* OBJECTIVE
Transcribe, word for word, the lines below from the one containing "Find the stone" through the one containing "Target: stone boundary wall", both included.

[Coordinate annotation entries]
## begin
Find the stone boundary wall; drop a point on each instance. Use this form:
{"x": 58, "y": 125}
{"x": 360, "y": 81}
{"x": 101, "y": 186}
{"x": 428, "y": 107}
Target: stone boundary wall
## end
## begin
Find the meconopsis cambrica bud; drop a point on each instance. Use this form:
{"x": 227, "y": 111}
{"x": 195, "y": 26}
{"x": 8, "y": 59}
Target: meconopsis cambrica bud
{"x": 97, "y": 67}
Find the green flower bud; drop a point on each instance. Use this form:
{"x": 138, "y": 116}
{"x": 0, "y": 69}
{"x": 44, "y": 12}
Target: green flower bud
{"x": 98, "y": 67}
## end
## begin
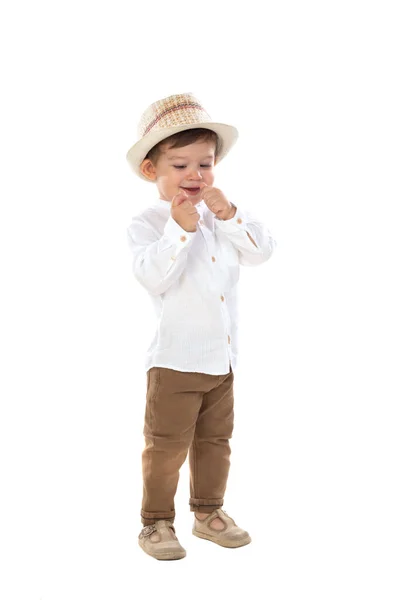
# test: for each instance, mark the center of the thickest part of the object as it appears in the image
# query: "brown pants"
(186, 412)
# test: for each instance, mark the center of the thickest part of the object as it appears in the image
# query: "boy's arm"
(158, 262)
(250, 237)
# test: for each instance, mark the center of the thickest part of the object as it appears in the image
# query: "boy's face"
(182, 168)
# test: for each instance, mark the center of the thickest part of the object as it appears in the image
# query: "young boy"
## end
* WRITTEN ANSWER
Find the stone boundary wall; drop a point on each instance. Use this form:
{"x": 58, "y": 125}
{"x": 360, "y": 81}
{"x": 101, "y": 186}
{"x": 428, "y": 107}
Target: stone boundary wall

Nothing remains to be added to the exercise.